*The data:*
::::::::
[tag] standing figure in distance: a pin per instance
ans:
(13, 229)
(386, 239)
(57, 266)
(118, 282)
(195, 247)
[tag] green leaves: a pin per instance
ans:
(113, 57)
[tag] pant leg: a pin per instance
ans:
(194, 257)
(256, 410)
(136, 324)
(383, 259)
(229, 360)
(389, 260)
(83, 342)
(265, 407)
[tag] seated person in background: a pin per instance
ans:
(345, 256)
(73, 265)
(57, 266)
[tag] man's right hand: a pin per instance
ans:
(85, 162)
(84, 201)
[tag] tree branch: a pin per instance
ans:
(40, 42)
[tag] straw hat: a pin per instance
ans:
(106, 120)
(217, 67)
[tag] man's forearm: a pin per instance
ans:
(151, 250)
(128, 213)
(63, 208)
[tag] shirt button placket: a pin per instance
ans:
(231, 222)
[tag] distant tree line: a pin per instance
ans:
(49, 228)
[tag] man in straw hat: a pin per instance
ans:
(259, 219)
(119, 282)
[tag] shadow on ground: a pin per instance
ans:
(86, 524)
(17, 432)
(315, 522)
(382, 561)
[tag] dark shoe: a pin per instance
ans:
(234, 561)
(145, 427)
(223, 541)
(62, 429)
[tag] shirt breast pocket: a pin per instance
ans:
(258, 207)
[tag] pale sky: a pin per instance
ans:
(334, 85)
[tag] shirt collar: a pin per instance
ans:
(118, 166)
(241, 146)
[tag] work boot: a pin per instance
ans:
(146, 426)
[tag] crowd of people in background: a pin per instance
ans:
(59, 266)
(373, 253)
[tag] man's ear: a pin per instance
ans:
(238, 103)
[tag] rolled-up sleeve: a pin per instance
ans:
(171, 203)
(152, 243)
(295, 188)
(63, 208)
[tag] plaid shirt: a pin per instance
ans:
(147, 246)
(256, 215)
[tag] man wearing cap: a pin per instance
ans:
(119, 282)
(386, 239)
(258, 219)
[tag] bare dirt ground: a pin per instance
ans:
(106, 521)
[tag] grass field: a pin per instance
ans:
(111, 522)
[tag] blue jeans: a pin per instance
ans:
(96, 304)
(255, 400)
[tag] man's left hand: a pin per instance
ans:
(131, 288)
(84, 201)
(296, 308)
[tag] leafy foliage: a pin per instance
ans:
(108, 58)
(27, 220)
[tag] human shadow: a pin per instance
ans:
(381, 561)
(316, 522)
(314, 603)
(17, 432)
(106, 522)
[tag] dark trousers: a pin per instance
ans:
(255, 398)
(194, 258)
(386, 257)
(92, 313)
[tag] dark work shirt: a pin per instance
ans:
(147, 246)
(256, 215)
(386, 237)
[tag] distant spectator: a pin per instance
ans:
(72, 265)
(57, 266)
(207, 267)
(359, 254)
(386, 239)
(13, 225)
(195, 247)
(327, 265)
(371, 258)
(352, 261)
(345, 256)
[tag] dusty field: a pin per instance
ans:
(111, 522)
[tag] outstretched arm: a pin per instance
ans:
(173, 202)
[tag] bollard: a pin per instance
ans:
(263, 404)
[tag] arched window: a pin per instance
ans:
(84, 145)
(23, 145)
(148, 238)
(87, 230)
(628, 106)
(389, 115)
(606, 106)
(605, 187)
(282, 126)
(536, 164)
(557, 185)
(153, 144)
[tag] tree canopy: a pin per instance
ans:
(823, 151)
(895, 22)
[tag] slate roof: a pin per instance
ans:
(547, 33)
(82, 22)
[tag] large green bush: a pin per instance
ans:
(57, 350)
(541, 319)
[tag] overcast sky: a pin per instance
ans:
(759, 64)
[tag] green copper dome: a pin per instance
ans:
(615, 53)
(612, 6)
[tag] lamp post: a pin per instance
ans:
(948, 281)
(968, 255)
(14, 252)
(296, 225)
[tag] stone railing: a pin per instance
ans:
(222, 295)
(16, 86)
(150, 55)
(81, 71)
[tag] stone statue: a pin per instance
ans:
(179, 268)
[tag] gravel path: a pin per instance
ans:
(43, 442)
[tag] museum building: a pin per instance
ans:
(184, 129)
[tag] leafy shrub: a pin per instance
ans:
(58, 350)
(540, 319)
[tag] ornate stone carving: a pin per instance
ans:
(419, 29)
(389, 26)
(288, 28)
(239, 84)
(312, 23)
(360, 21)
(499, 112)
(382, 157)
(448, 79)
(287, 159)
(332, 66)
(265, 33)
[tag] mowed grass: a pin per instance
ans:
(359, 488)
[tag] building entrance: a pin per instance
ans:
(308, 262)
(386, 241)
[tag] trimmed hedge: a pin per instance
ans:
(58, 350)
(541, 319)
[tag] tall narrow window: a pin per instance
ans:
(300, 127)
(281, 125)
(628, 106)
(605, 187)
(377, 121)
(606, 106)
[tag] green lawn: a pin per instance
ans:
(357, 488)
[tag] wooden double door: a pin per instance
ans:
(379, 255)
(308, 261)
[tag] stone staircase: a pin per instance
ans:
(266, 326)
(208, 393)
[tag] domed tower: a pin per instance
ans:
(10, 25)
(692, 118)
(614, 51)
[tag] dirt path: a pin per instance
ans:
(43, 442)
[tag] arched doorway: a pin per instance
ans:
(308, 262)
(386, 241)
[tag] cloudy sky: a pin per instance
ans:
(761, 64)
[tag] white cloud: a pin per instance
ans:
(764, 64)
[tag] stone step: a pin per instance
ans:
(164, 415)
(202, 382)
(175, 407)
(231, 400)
::::::::
*Required task:*
Rewrite the rows from the line with "[tag] arched doorway: a pin per instance" through the end of the rows, replacing "cloudy sky" with "overcast sky" and leaving everything else unchanged.

*Answer for this exercise:*
[tag] arched doorway: a pin per instance
ans:
(308, 262)
(386, 241)
[tag] overcast sky: a pin per instance
ans:
(761, 64)
[tag] white cloud: a pin per instance
ans:
(764, 64)
[tag] stone step: a pin per instance
ans:
(164, 415)
(202, 382)
(175, 407)
(231, 400)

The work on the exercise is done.